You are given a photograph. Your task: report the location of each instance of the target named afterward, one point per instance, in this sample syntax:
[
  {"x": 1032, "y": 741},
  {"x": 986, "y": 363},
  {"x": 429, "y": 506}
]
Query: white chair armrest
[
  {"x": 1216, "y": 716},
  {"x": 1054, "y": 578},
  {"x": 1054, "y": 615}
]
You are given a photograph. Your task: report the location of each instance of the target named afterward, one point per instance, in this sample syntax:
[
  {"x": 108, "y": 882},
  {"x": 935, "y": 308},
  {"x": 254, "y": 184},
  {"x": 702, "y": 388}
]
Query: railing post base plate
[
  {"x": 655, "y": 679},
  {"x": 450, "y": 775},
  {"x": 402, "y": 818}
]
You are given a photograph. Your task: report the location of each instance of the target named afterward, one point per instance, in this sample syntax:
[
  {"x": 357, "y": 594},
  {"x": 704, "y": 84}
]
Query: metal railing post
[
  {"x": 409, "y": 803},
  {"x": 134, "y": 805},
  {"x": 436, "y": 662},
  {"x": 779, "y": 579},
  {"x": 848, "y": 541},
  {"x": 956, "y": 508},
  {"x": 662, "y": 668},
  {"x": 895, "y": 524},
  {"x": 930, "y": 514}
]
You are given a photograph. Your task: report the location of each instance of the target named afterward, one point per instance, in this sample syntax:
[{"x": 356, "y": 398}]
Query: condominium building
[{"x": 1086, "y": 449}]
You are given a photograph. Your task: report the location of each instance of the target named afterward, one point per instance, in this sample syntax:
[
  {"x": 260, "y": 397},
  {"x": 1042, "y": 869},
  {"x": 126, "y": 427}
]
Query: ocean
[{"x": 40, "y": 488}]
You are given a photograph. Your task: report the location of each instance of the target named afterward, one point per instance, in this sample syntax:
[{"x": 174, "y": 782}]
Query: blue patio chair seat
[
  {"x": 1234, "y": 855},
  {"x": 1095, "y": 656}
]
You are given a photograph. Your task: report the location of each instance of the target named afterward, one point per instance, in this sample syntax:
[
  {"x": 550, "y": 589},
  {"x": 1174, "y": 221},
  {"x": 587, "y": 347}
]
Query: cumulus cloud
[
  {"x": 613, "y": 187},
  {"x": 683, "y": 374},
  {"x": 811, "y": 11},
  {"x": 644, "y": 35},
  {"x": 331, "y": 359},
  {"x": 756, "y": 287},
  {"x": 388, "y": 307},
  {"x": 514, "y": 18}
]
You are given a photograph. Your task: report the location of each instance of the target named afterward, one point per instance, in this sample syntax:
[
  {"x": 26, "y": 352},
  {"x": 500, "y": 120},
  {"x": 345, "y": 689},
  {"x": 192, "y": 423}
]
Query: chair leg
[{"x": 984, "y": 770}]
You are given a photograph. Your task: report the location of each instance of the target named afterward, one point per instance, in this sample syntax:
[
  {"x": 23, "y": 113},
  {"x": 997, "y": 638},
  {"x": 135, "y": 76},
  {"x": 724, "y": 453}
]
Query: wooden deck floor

▬▬▬

**PROBLEM REQUIREMENTS:** Transcribe all entries exactly as they are given.

**TASK RESULT:**
You are given a photograph. Your task: report the location of each instance of the target named afterward, one point per instance, in this sample syntax:
[
  {"x": 1032, "y": 741},
  {"x": 986, "y": 363},
  {"x": 429, "y": 506}
]
Query: white chair armrest
[
  {"x": 1216, "y": 716},
  {"x": 1054, "y": 578},
  {"x": 1054, "y": 615}
]
You are given a photograph. Your task: report the location of each instance of the target named afterward, one point per instance, in this sample syntax:
[
  {"x": 108, "y": 882},
  {"x": 935, "y": 308},
  {"x": 254, "y": 184},
  {"x": 702, "y": 388}
]
Query: railing post base plate
[
  {"x": 655, "y": 679},
  {"x": 450, "y": 775},
  {"x": 402, "y": 818}
]
You are given a photograph. Your task: report the location of each instance of the target named afterward, one point per instance, in this sample syntax:
[
  {"x": 357, "y": 594},
  {"x": 704, "y": 84}
]
Query: metal railing post
[
  {"x": 409, "y": 803},
  {"x": 134, "y": 805},
  {"x": 436, "y": 662},
  {"x": 779, "y": 579},
  {"x": 848, "y": 541},
  {"x": 956, "y": 508},
  {"x": 662, "y": 668},
  {"x": 895, "y": 524},
  {"x": 930, "y": 514}
]
You are given a photograph. Your task: report the location of each instance of the target named afterward, one point per instance, in this sample syntax:
[{"x": 356, "y": 398}]
Query: condominium building
[{"x": 1086, "y": 449}]
You are given a photograph. Your task: report the location of each instance of the target named afterward, one point per instance, in this sample syntax:
[
  {"x": 260, "y": 397},
  {"x": 1042, "y": 869},
  {"x": 126, "y": 427}
]
Query: ocean
[{"x": 40, "y": 488}]
You are given a photograph. Your task: report the location of each instance of the target named afterward, one point per instance, in this sample syntax:
[{"x": 174, "y": 782}]
Query: blue patio chair seat
[
  {"x": 1234, "y": 855},
  {"x": 1095, "y": 656}
]
You are given a photograph. Your task: report the location of each instance of the target named afterward, one point per instance, in this sample syntax:
[
  {"x": 550, "y": 589},
  {"x": 1174, "y": 221},
  {"x": 587, "y": 347}
]
Query: cumulus cloud
[
  {"x": 613, "y": 187},
  {"x": 683, "y": 374},
  {"x": 811, "y": 11},
  {"x": 644, "y": 35},
  {"x": 331, "y": 359},
  {"x": 756, "y": 287},
  {"x": 388, "y": 307},
  {"x": 514, "y": 18}
]
You are given a photograph. Your task: report the location of each instance of the target named afterward, one point per instance, in this sample syntax:
[
  {"x": 26, "y": 352},
  {"x": 500, "y": 120},
  {"x": 345, "y": 689},
  {"x": 192, "y": 423}
]
Query: chair leg
[{"x": 984, "y": 770}]
You are given a photograph. Your task: report the location of each instance of the target named afterward, one point per instance, in this sample syntax:
[
  {"x": 23, "y": 113},
  {"x": 997, "y": 638},
  {"x": 135, "y": 76},
  {"x": 724, "y": 453}
]
Query: wooden deck floor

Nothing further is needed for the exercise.